EXTRACTED TEXT =
□ □ □ □ □

Returning this February to the Peace Community after over a year since my last visit, I was reminded that one of the most amazing things about the Community is that it has not only served as a model of civilian resistance in the midst of an armed conflict for 14 years, but that in such a context it manages to designs and implement alternative development models, or what it calls proyectos de vida—life projects.
|A sign lists the 12 types of bananas grown here|
The newest proyecto de vida that I discovered upon my return was a centro agricola, or agriculture center, founded in the time I was away. The Community designed the center to serve as a hands-on agricultural research and learning center for the development of conservation food self-sustainability. The center includes a plant nursery, medicinal plant garden, worm bin for composting, and several acres dedicated to experimenting with the various varieties of crops grown in the region—like a banana field with 12 varieties of the fruit. Springs are being protected in order to conserve water sources, some of which feed into fish breeding ponds.
“These are proyectos de vida, explains Javier, the Community member who manages the center. “Many peasants believe that what comes from outside is better than what we have. But no. That is why we have been working so hard in the agriculture center here in the community, learning to care for [what we have], how to have a seed bank, how to care for our own resources, including farm animals. Sometimes people come with so many things from outside that at the end of the day turn out harming us.”

□ □ □ □ □

DATA EXTRACTS =
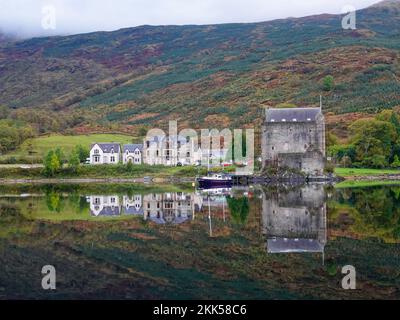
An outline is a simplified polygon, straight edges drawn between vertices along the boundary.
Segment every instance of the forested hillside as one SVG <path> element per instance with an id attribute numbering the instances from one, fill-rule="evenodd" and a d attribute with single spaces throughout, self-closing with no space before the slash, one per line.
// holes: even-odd
<path id="1" fill-rule="evenodd" d="M 259 124 L 265 105 L 400 105 L 400 2 L 342 16 L 0 40 L 0 105 L 39 131 Z"/>

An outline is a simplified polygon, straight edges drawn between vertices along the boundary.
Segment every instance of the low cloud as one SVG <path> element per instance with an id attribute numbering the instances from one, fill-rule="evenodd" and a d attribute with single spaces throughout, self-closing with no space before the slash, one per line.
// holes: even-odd
<path id="1" fill-rule="evenodd" d="M 0 0 L 0 30 L 21 37 L 111 31 L 139 25 L 257 22 L 340 13 L 377 0 Z M 43 7 L 55 8 L 55 29 L 43 28 Z"/>

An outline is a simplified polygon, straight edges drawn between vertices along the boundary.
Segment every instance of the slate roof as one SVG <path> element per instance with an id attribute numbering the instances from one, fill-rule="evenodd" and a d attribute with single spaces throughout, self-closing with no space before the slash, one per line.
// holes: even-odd
<path id="1" fill-rule="evenodd" d="M 92 212 L 92 215 L 95 214 Z M 105 206 L 98 214 L 98 217 L 113 217 L 119 215 L 121 215 L 121 208 L 119 206 L 115 207 Z"/>
<path id="2" fill-rule="evenodd" d="M 123 214 L 126 215 L 143 215 L 143 207 L 141 206 L 139 209 L 137 209 L 135 206 L 124 206 L 122 208 Z"/>
<path id="3" fill-rule="evenodd" d="M 316 121 L 320 108 L 285 108 L 266 110 L 267 122 L 310 122 Z"/>
<path id="4" fill-rule="evenodd" d="M 125 153 L 126 151 L 135 152 L 136 149 L 143 151 L 143 144 L 125 144 L 123 150 Z"/>
<path id="5" fill-rule="evenodd" d="M 317 239 L 272 238 L 267 240 L 269 253 L 322 252 L 324 245 Z"/>
<path id="6" fill-rule="evenodd" d="M 95 145 L 98 145 L 104 153 L 111 153 L 112 149 L 114 149 L 115 153 L 119 153 L 120 150 L 119 143 L 94 143 L 92 144 L 91 149 L 93 149 Z"/>
<path id="7" fill-rule="evenodd" d="M 150 142 L 155 142 L 155 143 L 159 143 L 159 142 L 163 142 L 165 139 L 169 139 L 170 142 L 175 142 L 175 141 L 180 141 L 183 143 L 186 143 L 186 138 L 183 136 L 152 136 L 150 137 L 150 139 L 148 139 L 148 141 Z"/>

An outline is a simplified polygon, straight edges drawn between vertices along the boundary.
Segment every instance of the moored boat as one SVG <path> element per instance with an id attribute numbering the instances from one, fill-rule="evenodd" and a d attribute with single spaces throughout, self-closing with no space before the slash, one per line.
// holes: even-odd
<path id="1" fill-rule="evenodd" d="M 217 173 L 212 176 L 197 178 L 197 183 L 200 189 L 230 188 L 232 187 L 233 181 L 231 176 Z"/>

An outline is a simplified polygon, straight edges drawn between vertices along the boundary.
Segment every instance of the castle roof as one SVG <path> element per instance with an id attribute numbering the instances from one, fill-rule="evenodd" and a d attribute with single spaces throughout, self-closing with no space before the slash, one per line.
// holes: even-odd
<path id="1" fill-rule="evenodd" d="M 266 110 L 267 122 L 313 122 L 321 114 L 320 108 L 270 108 Z"/>
<path id="2" fill-rule="evenodd" d="M 317 239 L 273 238 L 267 240 L 269 253 L 323 252 L 324 245 Z"/>

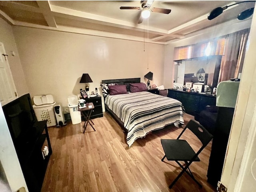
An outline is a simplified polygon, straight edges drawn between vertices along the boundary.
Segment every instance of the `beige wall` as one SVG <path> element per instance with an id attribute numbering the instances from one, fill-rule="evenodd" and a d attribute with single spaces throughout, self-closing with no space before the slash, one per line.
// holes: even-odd
<path id="1" fill-rule="evenodd" d="M 22 96 L 28 93 L 28 90 L 12 27 L 0 18 L 0 41 L 4 43 L 6 53 L 9 55 L 8 61 L 18 95 Z M 12 56 L 11 51 L 15 52 L 15 56 Z M 22 186 L 25 187 L 27 190 L 26 182 L 2 107 L 0 107 L 0 161 L 12 191 L 16 191 Z"/>
<path id="2" fill-rule="evenodd" d="M 18 96 L 28 92 L 12 26 L 0 18 L 0 42 L 4 43 Z M 15 56 L 12 55 L 14 51 Z"/>
<path id="3" fill-rule="evenodd" d="M 141 42 L 21 27 L 13 30 L 31 96 L 52 94 L 64 108 L 68 96 L 84 89 L 85 84 L 79 83 L 82 73 L 93 81 L 90 91 L 97 87 L 100 94 L 102 80 L 140 77 L 146 82 L 149 71 L 154 73 L 152 83 L 163 83 L 164 45 L 146 43 L 144 51 Z"/>

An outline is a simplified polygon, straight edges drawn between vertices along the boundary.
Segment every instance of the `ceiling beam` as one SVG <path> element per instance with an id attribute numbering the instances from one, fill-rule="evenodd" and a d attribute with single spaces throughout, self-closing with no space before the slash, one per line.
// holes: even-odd
<path id="1" fill-rule="evenodd" d="M 0 1 L 0 5 L 6 6 L 11 9 L 22 10 L 31 12 L 41 13 L 40 9 L 38 7 L 29 6 L 20 3 L 18 1 Z"/>
<path id="2" fill-rule="evenodd" d="M 144 25 L 142 24 L 134 24 L 52 5 L 51 6 L 51 8 L 52 11 L 54 13 L 54 16 L 56 16 L 124 29 L 135 30 L 140 31 L 143 31 L 144 30 Z M 147 29 L 146 29 L 147 30 Z M 149 26 L 148 31 L 150 33 L 157 35 L 172 36 L 172 34 L 168 33 L 167 30 L 150 26 Z M 174 35 L 174 37 L 177 37 L 176 35 Z"/>
<path id="3" fill-rule="evenodd" d="M 49 1 L 37 1 L 36 2 L 42 11 L 48 25 L 52 27 L 56 27 L 57 25 L 52 13 Z"/>
<path id="4" fill-rule="evenodd" d="M 97 37 L 105 37 L 112 38 L 113 39 L 121 39 L 129 40 L 136 41 L 145 42 L 145 39 L 143 37 L 136 37 L 133 35 L 124 35 L 122 34 L 116 33 L 114 32 L 103 31 L 98 30 L 91 29 L 82 29 L 75 27 L 68 27 L 58 25 L 58 27 L 52 27 L 47 26 L 41 25 L 26 23 L 22 22 L 15 22 L 15 25 L 22 27 L 34 28 L 36 29 L 43 29 L 51 30 L 52 31 L 66 32 L 73 33 L 81 34 L 88 35 L 94 36 Z M 165 42 L 154 42 L 149 39 L 146 43 L 152 43 L 160 45 L 166 45 Z"/>
<path id="5" fill-rule="evenodd" d="M 2 11 L 2 10 L 0 10 L 0 15 L 3 17 L 9 24 L 13 25 L 15 24 L 15 22 L 13 20 L 8 16 L 4 12 Z"/>

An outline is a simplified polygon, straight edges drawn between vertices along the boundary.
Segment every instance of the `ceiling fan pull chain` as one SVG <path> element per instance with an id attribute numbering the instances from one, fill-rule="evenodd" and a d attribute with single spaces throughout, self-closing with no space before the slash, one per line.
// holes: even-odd
<path id="1" fill-rule="evenodd" d="M 144 34 L 144 52 L 145 52 L 145 24 L 144 24 L 144 30 L 143 31 L 143 34 Z"/>
<path id="2" fill-rule="evenodd" d="M 148 49 L 149 47 L 149 41 L 148 41 Z"/>

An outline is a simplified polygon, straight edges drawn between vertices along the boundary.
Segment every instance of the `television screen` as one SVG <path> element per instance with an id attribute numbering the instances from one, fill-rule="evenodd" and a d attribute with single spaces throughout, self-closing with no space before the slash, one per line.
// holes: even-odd
<path id="1" fill-rule="evenodd" d="M 37 121 L 29 94 L 4 106 L 3 110 L 13 139 L 25 134 Z"/>

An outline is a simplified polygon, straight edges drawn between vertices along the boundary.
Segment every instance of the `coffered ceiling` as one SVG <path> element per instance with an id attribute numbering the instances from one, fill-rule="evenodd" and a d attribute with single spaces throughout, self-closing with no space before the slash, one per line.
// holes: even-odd
<path id="1" fill-rule="evenodd" d="M 167 44 L 214 25 L 243 22 L 236 17 L 254 7 L 254 2 L 232 6 L 215 19 L 207 19 L 214 8 L 235 2 L 154 1 L 152 8 L 169 9 L 171 12 L 151 12 L 148 20 L 144 19 L 140 24 L 138 23 L 141 10 L 120 9 L 141 7 L 140 1 L 0 1 L 0 16 L 14 25 L 135 41 L 146 38 Z"/>

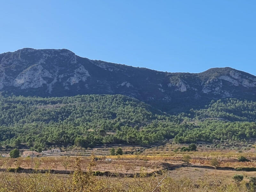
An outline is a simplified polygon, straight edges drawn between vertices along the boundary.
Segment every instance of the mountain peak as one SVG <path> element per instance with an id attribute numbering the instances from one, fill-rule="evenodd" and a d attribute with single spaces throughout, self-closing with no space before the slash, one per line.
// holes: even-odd
<path id="1" fill-rule="evenodd" d="M 0 91 L 43 97 L 121 94 L 169 111 L 186 105 L 184 101 L 198 105 L 226 97 L 254 99 L 256 77 L 229 67 L 165 73 L 90 60 L 66 49 L 24 48 L 0 54 Z"/>

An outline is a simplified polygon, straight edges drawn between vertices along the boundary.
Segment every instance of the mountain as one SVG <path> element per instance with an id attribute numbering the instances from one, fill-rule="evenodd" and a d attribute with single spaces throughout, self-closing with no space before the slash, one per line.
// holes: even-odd
<path id="1" fill-rule="evenodd" d="M 213 100 L 254 100 L 256 76 L 230 68 L 165 72 L 90 60 L 67 49 L 25 48 L 0 54 L 0 91 L 43 97 L 120 94 L 177 112 Z"/>

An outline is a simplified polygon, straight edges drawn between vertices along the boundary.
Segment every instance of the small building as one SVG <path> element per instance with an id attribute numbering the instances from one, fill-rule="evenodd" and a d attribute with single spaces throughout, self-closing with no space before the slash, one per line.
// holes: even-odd
<path id="1" fill-rule="evenodd" d="M 55 148 L 43 151 L 44 153 L 57 153 L 60 152 L 60 149 Z"/>
<path id="2" fill-rule="evenodd" d="M 27 157 L 35 157 L 37 155 L 39 155 L 39 153 L 35 151 L 25 151 L 23 152 L 22 156 Z"/>

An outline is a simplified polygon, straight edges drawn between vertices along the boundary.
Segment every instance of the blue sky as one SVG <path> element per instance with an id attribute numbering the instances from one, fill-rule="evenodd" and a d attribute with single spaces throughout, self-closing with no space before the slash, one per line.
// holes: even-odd
<path id="1" fill-rule="evenodd" d="M 256 75 L 255 1 L 0 0 L 0 52 L 65 48 L 170 72 Z"/>

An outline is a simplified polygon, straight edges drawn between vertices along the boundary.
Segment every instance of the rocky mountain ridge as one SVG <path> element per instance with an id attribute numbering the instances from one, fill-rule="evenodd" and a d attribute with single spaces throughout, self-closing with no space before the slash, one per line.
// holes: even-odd
<path id="1" fill-rule="evenodd" d="M 0 91 L 43 97 L 120 94 L 169 111 L 222 98 L 253 100 L 256 76 L 230 68 L 165 72 L 91 60 L 67 49 L 25 48 L 0 54 Z"/>

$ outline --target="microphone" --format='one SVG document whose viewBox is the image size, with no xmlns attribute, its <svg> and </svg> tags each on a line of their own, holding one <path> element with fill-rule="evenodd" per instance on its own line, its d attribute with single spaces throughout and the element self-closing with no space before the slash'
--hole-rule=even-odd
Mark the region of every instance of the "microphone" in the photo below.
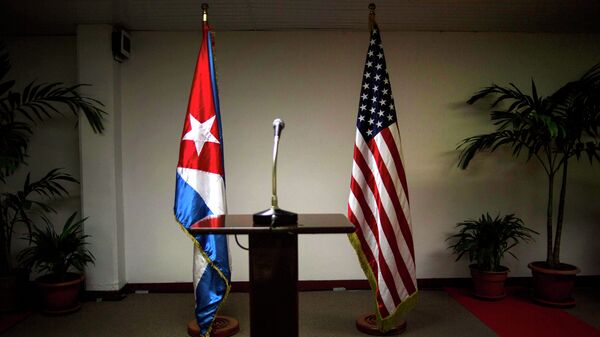
<svg viewBox="0 0 600 337">
<path fill-rule="evenodd" d="M 271 193 L 271 208 L 252 215 L 255 226 L 277 227 L 298 224 L 298 214 L 279 208 L 279 203 L 277 201 L 277 152 L 279 150 L 279 138 L 281 137 L 281 131 L 284 127 L 285 123 L 283 120 L 275 118 L 273 121 L 275 135 L 273 136 L 273 174 L 271 177 L 273 190 Z"/>
<path fill-rule="evenodd" d="M 284 127 L 285 123 L 283 122 L 283 120 L 280 118 L 275 118 L 275 120 L 273 121 L 273 129 L 275 131 L 276 137 L 281 137 L 281 131 Z"/>
</svg>

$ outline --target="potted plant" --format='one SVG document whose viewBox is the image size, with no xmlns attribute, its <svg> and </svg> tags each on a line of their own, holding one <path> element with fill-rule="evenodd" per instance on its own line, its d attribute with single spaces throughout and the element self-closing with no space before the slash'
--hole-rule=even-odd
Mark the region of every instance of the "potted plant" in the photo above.
<svg viewBox="0 0 600 337">
<path fill-rule="evenodd" d="M 42 310 L 46 313 L 64 314 L 80 308 L 78 295 L 84 280 L 82 272 L 88 263 L 94 263 L 94 255 L 86 247 L 89 236 L 83 234 L 82 225 L 86 219 L 76 220 L 76 216 L 77 212 L 67 219 L 60 233 L 44 217 L 46 225 L 32 228 L 28 238 L 31 245 L 19 253 L 23 265 L 43 274 L 36 284 Z"/>
<path fill-rule="evenodd" d="M 54 169 L 40 179 L 27 175 L 21 189 L 7 188 L 17 169 L 27 164 L 34 127 L 64 112 L 83 113 L 93 130 L 101 133 L 105 114 L 99 101 L 78 92 L 81 85 L 31 82 L 18 91 L 15 81 L 7 78 L 9 70 L 6 45 L 0 41 L 0 312 L 18 308 L 22 302 L 18 285 L 29 278 L 27 271 L 19 273 L 13 263 L 13 235 L 17 231 L 29 234 L 36 215 L 54 212 L 47 201 L 65 197 L 65 184 L 77 182 L 67 172 Z"/>
<path fill-rule="evenodd" d="M 532 80 L 530 95 L 512 83 L 508 87 L 492 84 L 477 92 L 468 103 L 488 96 L 495 98 L 490 117 L 496 130 L 464 139 L 458 146 L 461 150 L 458 165 L 465 169 L 477 153 L 501 147 L 509 147 L 514 157 L 524 154 L 527 161 L 534 158 L 540 163 L 548 181 L 547 254 L 545 261 L 529 264 L 534 298 L 544 304 L 574 305 L 571 293 L 579 268 L 560 261 L 567 178 L 571 161 L 600 160 L 600 64 L 548 97 L 538 95 Z M 557 178 L 560 179 L 558 200 L 554 194 Z"/>
<path fill-rule="evenodd" d="M 458 233 L 447 239 L 452 242 L 448 248 L 457 255 L 456 261 L 467 254 L 469 261 L 474 262 L 469 269 L 475 296 L 488 300 L 504 297 L 504 283 L 508 276 L 508 268 L 500 264 L 504 254 L 517 258 L 510 249 L 521 241 L 533 241 L 532 234 L 538 233 L 525 227 L 514 214 L 497 215 L 495 218 L 489 213 L 482 214 L 479 219 L 459 222 L 456 229 Z"/>
</svg>

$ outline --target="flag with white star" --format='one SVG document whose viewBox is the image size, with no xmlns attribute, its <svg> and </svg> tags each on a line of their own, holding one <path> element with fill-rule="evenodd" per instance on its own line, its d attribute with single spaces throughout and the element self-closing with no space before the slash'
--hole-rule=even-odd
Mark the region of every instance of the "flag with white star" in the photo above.
<svg viewBox="0 0 600 337">
<path fill-rule="evenodd" d="M 418 293 L 397 122 L 381 36 L 373 24 L 358 105 L 348 219 L 356 228 L 350 242 L 375 294 L 382 332 L 415 305 Z"/>
<path fill-rule="evenodd" d="M 175 218 L 186 230 L 213 226 L 227 212 L 219 96 L 208 23 L 204 22 L 202 32 L 175 184 Z M 193 240 L 195 316 L 200 335 L 208 337 L 230 289 L 229 250 L 225 235 L 196 235 Z"/>
</svg>

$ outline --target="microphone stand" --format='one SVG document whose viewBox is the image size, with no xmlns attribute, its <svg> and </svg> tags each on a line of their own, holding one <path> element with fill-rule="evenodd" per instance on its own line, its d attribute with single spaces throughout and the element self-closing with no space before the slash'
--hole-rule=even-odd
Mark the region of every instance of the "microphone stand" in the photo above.
<svg viewBox="0 0 600 337">
<path fill-rule="evenodd" d="M 252 215 L 254 225 L 278 227 L 282 225 L 298 224 L 298 214 L 279 208 L 277 201 L 277 153 L 279 150 L 279 138 L 281 137 L 281 131 L 284 127 L 285 123 L 281 119 L 277 118 L 273 121 L 273 189 L 271 193 L 271 208 L 254 213 Z"/>
</svg>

□ □ □ □ □

BRIEF = In the text about the Peace Community, what is the name of the Community member who manages the agriculture center?

ANSWER SPACE = Javier